● **Goal of the exercise**
Once you reach the line containing "Place a marker on the green", write out that line and every remaining line of the records exactly.

Top of Material provided

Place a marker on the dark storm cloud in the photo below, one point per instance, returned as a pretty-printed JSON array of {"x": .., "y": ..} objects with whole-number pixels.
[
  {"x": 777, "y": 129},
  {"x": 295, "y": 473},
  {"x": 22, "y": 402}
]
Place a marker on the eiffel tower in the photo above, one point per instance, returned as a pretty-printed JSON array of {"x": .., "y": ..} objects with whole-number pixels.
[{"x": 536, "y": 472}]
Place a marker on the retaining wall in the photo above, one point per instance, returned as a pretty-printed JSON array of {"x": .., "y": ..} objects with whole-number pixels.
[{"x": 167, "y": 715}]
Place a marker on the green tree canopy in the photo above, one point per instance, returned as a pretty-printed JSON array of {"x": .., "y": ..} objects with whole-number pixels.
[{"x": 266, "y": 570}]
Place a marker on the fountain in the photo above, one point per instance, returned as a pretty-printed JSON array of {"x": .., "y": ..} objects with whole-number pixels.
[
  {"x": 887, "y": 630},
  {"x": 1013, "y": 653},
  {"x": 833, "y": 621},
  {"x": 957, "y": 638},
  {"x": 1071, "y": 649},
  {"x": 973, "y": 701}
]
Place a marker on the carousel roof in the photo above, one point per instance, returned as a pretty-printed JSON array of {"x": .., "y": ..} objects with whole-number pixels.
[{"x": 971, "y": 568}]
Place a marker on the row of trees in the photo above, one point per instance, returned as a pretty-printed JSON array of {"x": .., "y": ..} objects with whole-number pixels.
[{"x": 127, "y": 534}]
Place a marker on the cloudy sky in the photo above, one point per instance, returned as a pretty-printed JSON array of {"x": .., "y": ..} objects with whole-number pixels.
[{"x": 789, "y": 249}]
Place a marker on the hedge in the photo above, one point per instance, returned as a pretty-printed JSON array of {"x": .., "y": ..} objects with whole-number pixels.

Bottom of Material provided

● **Completed task**
Place a marker on the green tree canopy in the photo above, one point per instance, returned as a pretty-printed JSON array of {"x": .., "y": ..} objects with whole-number pixels.
[{"x": 266, "y": 570}]
Place a marker on the fountain in the photo above, one point per instance, returned as a pretty-printed JSON array of {"x": .., "y": ..} objects with whole-number pixels.
[
  {"x": 887, "y": 630},
  {"x": 1013, "y": 653},
  {"x": 833, "y": 621},
  {"x": 957, "y": 638},
  {"x": 1071, "y": 649},
  {"x": 973, "y": 701}
]
Place a marker on the carousel roof in the photo above, one point per instance, returned as a pretty-printed JSON array of {"x": .., "y": ..} objects with whole-number pixels.
[{"x": 971, "y": 568}]
Place a marker on the row of trees in the photo above, one point per instance, returned as a pretty-printed JSON array of {"x": .., "y": ..} objects with whole-number pixels.
[{"x": 127, "y": 534}]
Place a marker on the cloudy sky in the photo above, one point per instance, returned as a pretty-printed JSON array of {"x": .., "y": ..} objects with whole-number pixels.
[{"x": 789, "y": 249}]
Place a marker on the hedge in the photo above, one point per instance, returned as a pretty-printed JSON array of {"x": .., "y": ..} objects with whole-number pixels.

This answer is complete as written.